#### [STATED EXERCISE 1]
Rewrite the rows from the line containing "the windshield glass" through the last row, replacing "exercise" with "task" and leaving everything else unchanged.

==== DOCUMENT SECTION

SALES TAX: CHARITABLE CONTRIBUTION S.B. 1255 (S-1): FIRST ANALYSIS




Senate Bill 1255 (Substitute S-1 as reported)
Sponsor: Senator Michelle A. McManus
Committee: Finance


Date Completed: 10-21-04

RATIONALE


Under the General Sales Tax Act, when an item is sold at auction in Michigan, the 6% tax is levied on the gross proceeds of the sale, even when the auction is held for charitable purposes. Reportedly, people bidding for items at charitable auctions often bid far in excess of their actual value because the extra money is going to a cause they support and the difference between the value of the item and the amount they bid is deductible for Federal income tax purposes. Some people believe that the State should eliminate the sales tax on the proceeds of an auction sale that exceed the market value of the goods sold because the buyer's intent was for the extra money to be a charitable donation.

CONTENT
The bill would amend the General Sales Tax Act to provide that, for the purpose of a charitable auction held by certain not-for-profit taxpayers with a tax-exempt status, "gross proceeds" would mean the fair market value of the auction item. (The tax is levied on people making sales at retail in Michigan at a rate of 6% of their gross proceeds.)


The change would apply to charitable auctions held by taxpayers with tax-exempt status under Section 4q(1)(a) or 4q(1)(b) of the Act. Those sections refer to organizations exempt from the Federal income tax under Sections 501(c)(3) and 501(c)(4) of the Internal Revenue Code; and health, welfare, educational, cultural arts, charitable, or benevolent organizations not operated for profit that were issued an exemption ruling letter (before July 1998) from the Department of Treasury to purchase items exempt from tax. (Under Section 4q(1) of the Act, a person subject to the sales tax may exclude from gross proceeds the sale of personal property to those organizations.)


MCL 205.51

ARGUMENTS (Please note: The arguments contained in this analysis originate from sources outside the Senate Fiscal Agency. The Senate Fiscal Agency neither supports nor opposes legislation.)

Supporting Argument The bill would address a common occurrence at charitable auctions: people bidding up the price of an item with the idea that the additional proceeds will benefit a charity they support, while the charity then has to remit the 6% sales tax on the entire purchase price, despite the fact that much of the amount paid was intended to be a donation. Often, rather than alienating the buyer by adding the sales tax to the purchase price, as is done in most sales transactions, the charity ends up paying the tax itself. The bill would eliminate the sales tax only on the portion of the sale at auction intended to be a charitable donation, because the tax still would be collected on the fair market value of the purchased item. Charities, however, would be able to retain more of the money intended for them.

========
==== DATASET EXCERPTS

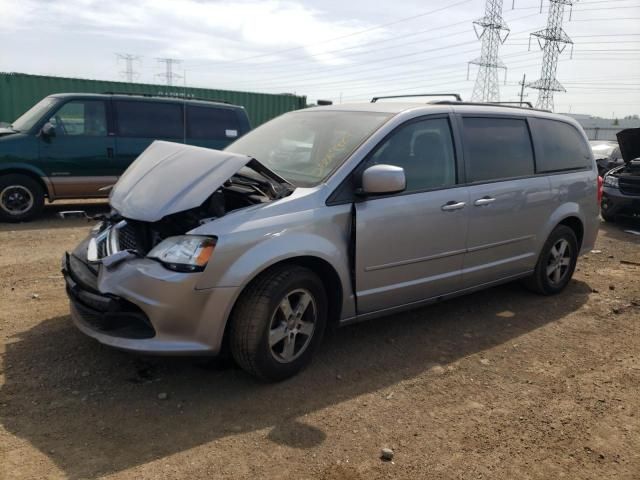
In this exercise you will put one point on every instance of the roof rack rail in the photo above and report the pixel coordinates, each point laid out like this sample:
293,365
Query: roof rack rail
495,104
177,96
454,95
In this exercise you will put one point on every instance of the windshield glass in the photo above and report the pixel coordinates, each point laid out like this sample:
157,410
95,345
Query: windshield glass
305,147
28,119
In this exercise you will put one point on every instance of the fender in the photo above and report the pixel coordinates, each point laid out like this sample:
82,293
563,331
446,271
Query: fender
31,170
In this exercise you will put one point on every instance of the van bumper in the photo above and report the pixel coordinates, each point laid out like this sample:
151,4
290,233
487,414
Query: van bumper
142,307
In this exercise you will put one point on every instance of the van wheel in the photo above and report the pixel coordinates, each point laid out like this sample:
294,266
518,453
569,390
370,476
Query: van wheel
556,263
278,322
21,198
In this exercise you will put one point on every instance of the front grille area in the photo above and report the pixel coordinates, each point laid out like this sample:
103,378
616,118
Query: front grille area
629,186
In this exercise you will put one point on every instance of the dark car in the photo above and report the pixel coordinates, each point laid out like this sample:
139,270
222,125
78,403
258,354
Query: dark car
621,191
77,145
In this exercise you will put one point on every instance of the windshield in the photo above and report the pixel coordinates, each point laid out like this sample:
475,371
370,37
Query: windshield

========

#### [STATED EXERCISE 2]
In the bill analysis, which types of not-for-profit organizations are listed among those issued an exemption ruling letter by the Department of Treasury?

#### [EXERCISE SOLUTION 1]
In this task you will put one point on every instance of the windshield glass in the photo above and report the pixel coordinates, each point laid out like this sample:
157,410
95,345
Query: windshield glass
305,147
28,119
In this task you will put one point on every instance of the fender in the photo above and report the pixel coordinates, each point laid out like this sample:
82,293
563,331
446,271
Query: fender
31,170
In this task you will put one point on every instance of the van bumper in the photo above and report the pixel coordinates, each point laid out like this sample:
151,4
290,233
487,414
Query: van bumper
142,307
In this task you will put one point on every instance of the van wheel in the photo above and report the pixel coordinates, each point laid out like this sample:
294,266
518,453
569,390
370,476
Query: van wheel
556,263
278,322
21,198
In this task you will put one point on every instance of the front grille area in the photo above and report the pixel coordinates, each point laid out like this sample:
103,378
616,118
Query: front grille area
629,186
In this task you will put one point on every instance of the dark car in the photo above and report the pixel coordinates, each point laid out like this sample:
139,270
222,125
78,403
258,354
Query: dark car
621,191
77,145
In this task you will put one point on every instance of the windshield in the photo above and report the pixel coordinates, each point laid out like this sample:
475,371
370,37
Query: windshield

#### [EXERCISE SOLUTION 2]
- health
- welfare
- educational
- cultural arts
- charitable
- benevolent